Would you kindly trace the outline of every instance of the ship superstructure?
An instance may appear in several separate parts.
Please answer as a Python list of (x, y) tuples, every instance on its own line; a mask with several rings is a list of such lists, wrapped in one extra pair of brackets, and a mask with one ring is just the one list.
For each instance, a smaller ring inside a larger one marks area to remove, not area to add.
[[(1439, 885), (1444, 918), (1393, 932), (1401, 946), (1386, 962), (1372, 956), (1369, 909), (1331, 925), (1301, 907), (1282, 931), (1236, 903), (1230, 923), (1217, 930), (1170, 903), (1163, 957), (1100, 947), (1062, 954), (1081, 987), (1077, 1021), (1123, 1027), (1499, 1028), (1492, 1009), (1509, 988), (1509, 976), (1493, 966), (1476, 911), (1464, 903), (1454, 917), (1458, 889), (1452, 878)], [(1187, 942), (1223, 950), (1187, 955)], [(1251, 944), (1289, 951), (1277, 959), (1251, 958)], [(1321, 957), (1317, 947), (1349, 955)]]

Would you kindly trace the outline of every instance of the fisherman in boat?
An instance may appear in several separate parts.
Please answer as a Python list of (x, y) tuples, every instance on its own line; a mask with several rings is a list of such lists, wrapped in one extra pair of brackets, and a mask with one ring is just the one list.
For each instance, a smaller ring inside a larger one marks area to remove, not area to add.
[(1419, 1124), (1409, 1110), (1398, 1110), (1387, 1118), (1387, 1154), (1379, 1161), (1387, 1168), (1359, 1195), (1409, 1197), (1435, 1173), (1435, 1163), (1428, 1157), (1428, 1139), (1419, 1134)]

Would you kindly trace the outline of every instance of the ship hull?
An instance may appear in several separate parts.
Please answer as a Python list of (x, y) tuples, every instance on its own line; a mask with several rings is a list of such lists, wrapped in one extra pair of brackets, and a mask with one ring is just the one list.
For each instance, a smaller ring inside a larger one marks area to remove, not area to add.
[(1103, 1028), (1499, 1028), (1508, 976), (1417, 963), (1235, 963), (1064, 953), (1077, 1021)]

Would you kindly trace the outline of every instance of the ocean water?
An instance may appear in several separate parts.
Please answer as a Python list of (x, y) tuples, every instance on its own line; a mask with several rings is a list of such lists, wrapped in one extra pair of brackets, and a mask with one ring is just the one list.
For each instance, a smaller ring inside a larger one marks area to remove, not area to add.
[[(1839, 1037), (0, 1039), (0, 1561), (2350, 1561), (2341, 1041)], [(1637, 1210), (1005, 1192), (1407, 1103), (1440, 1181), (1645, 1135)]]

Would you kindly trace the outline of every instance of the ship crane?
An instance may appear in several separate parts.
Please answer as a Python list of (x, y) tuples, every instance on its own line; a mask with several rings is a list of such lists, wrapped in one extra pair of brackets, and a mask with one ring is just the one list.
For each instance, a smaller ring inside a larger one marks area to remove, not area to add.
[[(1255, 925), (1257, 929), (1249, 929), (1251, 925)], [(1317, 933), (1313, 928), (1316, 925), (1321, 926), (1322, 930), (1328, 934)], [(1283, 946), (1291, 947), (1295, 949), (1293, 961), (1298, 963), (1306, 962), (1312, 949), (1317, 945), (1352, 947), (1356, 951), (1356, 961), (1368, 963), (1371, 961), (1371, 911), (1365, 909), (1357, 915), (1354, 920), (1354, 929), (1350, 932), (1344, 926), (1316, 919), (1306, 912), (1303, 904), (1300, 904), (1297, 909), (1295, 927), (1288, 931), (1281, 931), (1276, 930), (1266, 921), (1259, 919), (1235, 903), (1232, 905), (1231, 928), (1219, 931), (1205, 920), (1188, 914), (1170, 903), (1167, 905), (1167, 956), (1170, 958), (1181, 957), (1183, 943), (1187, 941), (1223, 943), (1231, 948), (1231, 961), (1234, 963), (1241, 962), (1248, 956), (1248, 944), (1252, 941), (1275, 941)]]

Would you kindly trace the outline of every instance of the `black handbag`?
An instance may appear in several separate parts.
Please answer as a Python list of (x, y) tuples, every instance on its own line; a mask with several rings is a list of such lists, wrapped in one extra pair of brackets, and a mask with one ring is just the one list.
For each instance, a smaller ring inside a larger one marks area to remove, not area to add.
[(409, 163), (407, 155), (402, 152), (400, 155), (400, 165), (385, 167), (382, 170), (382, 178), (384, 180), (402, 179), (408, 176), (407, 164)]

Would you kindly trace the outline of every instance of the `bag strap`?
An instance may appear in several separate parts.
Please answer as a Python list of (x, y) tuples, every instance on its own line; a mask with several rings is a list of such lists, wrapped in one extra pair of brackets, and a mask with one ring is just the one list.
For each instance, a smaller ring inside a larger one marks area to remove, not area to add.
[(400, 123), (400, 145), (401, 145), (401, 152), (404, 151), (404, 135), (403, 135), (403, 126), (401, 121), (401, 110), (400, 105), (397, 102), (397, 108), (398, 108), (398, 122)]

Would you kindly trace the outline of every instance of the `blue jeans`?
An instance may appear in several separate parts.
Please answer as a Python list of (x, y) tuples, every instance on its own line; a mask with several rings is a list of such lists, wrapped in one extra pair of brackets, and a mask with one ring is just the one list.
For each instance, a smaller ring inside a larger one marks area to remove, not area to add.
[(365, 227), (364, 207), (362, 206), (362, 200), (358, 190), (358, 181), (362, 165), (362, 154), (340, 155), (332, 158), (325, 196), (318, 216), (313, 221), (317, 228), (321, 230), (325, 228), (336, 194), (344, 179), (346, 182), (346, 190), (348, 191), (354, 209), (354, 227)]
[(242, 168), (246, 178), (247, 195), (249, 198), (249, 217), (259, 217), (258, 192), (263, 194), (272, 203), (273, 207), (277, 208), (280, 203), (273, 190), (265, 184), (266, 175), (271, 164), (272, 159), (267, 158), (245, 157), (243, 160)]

§ Work instruction
Number of lines holding "ship" in the material: state it with no other words.

§ Result below
3